01The problem with typical AI metrics

The most commonly reported AI KPIs share a characteristic: they measure activity rather than value. Number of active users tells you how many people have logged in. It tells you nothing about whether those people are doing more valuable work as a result. Licence utilisation tells you what proportion of licences are being used. It says nothing about whether those uses are generating business benefit.

User satisfaction scores tell you whether users like the tool. They do not tell you whether the tool is producing better outcomes than alternatives would. They are also systematically biased upward: people who use a tool frequently tend to report satisfaction with it regardless of its objective impact, because they have cognitively adjusted their expectations to match the reality.

A CFO who receives these metrics as evidence of AI programme success will, quite correctly, not find them compelling. The question they are answering is whether the business is better off for having made this investment. Utilisation and satisfaction metrics do not answer that question.

02The three KPI categories that CFOs respect

Business-outcome AI KPIs fall into three categories that CFOs understand and respect.
===============
## REQUESTS
a: From the page on AI metrics, reproduce word for word the passage starting with "01The problem with" and going on through "generating business benefit.".
b: Turn the paragraph of the page on AI metrics that begins "User satisfaction scores tell you" into a short bulleted list that keeps its main facts.

## MATERIAL SHOWN
===============
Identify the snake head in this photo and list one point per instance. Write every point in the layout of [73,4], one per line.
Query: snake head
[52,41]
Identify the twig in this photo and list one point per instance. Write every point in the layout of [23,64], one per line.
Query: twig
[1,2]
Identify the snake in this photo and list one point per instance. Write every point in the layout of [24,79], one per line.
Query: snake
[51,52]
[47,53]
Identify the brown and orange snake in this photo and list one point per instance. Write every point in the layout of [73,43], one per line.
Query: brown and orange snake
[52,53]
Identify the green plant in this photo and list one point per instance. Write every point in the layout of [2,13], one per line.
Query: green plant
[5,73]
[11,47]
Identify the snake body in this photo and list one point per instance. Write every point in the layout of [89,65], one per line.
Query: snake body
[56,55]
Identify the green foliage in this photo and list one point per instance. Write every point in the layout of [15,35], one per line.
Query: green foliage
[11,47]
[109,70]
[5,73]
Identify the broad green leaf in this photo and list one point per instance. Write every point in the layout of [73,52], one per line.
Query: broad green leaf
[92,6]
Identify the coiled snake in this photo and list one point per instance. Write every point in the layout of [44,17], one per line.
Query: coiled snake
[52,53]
===============
## RESPONSES TO THE EXERCISE
a:
01The problem with typical AI metrics

The most commonly reported AI KPIs share a characteristic: they measure activity rather than value. Number of active users tells you how many people have logged in. It tells you nothing about whether those people are doing more valuable work as a result. Licence utilisation tells you what proportion of licences are being used. It says nothing about whether those uses are generating business benefit.

b:
- User satisfaction scores show whether users like the tool.
- They do not show whether the tool produces better outcomes than alternatives would.
- They are systematically biased upward: frequent users tend to report satisfaction regardless of the tool's objective impact.
- This happens because those users have cognitively adjusted their expectations to match the reality.